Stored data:
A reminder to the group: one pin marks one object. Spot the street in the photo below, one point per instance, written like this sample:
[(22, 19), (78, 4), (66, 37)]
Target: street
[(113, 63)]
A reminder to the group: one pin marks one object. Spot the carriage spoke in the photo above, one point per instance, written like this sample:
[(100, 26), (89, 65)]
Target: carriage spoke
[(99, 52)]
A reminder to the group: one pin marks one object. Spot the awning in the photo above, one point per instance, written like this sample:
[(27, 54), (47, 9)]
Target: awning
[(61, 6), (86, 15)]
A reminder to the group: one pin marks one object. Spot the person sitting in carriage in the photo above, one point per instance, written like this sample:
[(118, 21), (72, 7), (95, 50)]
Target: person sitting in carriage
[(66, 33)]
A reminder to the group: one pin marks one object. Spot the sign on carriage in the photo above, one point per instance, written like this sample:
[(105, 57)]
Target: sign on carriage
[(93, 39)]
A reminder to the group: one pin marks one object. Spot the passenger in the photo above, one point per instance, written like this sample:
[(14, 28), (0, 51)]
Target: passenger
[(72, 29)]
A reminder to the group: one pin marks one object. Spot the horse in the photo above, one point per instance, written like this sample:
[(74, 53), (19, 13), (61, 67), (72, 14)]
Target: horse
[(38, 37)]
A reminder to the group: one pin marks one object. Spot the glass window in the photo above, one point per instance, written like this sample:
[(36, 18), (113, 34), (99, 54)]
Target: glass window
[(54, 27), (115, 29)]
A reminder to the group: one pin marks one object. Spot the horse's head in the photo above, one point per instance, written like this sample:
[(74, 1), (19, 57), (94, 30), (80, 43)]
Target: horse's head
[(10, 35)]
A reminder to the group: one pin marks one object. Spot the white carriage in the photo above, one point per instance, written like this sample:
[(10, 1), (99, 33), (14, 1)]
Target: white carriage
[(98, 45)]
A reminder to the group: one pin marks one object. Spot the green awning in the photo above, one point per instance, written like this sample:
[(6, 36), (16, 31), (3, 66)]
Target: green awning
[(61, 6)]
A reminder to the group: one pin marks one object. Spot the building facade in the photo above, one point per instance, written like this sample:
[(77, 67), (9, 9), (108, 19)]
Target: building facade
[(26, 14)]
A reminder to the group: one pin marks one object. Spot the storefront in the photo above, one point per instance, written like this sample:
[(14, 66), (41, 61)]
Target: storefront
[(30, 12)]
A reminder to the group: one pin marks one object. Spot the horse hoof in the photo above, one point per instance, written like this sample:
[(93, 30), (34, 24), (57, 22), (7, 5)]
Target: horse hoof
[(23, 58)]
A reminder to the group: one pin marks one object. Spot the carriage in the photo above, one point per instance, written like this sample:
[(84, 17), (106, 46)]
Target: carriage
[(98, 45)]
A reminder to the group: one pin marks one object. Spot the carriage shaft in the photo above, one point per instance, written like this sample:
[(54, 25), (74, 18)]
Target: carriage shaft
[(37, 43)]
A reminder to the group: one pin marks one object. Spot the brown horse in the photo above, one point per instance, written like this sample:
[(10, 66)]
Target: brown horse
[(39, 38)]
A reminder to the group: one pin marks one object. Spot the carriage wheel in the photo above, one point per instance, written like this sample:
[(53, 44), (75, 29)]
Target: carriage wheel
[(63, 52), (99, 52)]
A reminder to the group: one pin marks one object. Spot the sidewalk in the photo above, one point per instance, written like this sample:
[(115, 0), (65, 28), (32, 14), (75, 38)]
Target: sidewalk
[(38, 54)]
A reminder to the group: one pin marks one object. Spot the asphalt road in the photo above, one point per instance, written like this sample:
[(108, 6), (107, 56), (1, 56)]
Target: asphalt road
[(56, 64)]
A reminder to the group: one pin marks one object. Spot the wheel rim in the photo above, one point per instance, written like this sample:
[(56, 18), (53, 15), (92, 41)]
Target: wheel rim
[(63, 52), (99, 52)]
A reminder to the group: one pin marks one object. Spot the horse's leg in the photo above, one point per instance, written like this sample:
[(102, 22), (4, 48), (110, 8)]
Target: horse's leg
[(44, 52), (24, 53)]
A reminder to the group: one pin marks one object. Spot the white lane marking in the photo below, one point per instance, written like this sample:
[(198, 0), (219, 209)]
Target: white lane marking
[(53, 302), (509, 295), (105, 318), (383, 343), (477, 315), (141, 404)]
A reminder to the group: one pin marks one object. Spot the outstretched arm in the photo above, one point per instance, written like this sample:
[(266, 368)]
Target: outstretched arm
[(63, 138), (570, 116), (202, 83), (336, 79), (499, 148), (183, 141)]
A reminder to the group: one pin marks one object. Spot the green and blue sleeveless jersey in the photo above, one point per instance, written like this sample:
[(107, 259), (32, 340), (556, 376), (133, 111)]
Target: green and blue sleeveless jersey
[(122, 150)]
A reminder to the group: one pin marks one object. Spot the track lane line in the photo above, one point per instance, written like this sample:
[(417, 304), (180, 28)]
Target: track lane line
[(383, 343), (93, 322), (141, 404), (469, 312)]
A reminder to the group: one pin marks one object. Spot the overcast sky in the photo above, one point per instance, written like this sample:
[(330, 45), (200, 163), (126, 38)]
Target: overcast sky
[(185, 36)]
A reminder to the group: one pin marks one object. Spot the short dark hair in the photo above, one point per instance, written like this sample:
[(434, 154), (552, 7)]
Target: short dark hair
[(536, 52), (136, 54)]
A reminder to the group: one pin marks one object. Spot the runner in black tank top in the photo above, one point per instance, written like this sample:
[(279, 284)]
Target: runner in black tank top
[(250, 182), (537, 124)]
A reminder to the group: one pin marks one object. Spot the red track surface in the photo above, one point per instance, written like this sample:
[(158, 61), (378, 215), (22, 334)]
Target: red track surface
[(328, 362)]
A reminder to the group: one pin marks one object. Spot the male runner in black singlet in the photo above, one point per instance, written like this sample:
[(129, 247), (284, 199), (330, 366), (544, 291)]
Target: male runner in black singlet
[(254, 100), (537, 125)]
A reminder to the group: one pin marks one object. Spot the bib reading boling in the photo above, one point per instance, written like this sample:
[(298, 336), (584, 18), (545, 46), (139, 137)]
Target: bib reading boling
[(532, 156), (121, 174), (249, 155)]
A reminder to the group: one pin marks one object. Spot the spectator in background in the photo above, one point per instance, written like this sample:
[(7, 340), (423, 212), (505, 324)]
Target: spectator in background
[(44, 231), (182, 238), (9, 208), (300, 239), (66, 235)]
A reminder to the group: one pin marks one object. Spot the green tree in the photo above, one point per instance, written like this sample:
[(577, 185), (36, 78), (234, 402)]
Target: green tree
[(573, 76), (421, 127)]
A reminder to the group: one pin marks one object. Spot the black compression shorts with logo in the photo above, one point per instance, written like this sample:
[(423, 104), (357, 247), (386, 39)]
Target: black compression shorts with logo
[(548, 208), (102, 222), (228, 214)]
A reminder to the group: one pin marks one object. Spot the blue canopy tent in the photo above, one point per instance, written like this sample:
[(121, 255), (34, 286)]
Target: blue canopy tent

▶ _PROMPT_: The line containing "Spot the red" marks the start; retype it and each line after it through the end of the records above, exactly.

▶ _TASK RESULT_:
A reminder to the group: one pin marks one object. Spot the red track surface in the photo above, one point per instance, written like this sample:
[(158, 61), (378, 215), (22, 334)]
Target: red track surface
[(328, 362)]
A reminder to the group: one pin marks one object. Spot the male runner in black singlet in the photo above, one point per instance, written like this sample:
[(129, 247), (284, 199), (330, 366), (544, 291)]
Target: male runner in black singlet
[(254, 100), (537, 125)]
A reminder to the group: one pin marks one object. Spot the bib reading boling in the photo above, one point per instance, written like this sample:
[(298, 336), (584, 18), (545, 46), (139, 137)]
Target: bib reading boling
[(532, 156), (121, 174), (249, 155)]
A reminder to the group: one pin marks one object. Spot the spectator in background in the photo above, one point per instance, written like this sample:
[(7, 340), (423, 212), (505, 324)]
Target: spectator in background
[(44, 231), (182, 238), (9, 208), (300, 239), (66, 235)]
A reminder to the group: one pin marks one object. Spot the green tree in the photo above, one point per instance, written like this sample:
[(577, 185), (36, 78), (234, 402)]
Target: green tree
[(573, 76), (421, 127)]
A reminder to the group: one pin marks one object. Spot the black compression shorts with logo in the photo above, one point per instance, written like this sample:
[(423, 104), (357, 247), (386, 39)]
Target: black compression shorts with logo
[(548, 208), (102, 222), (228, 214)]
A reminder to the group: one pin marks one object. Spot the blue canopy tent in the photo above, one point per instance, written like this sample:
[(121, 255), (34, 286)]
Target: blue canopy tent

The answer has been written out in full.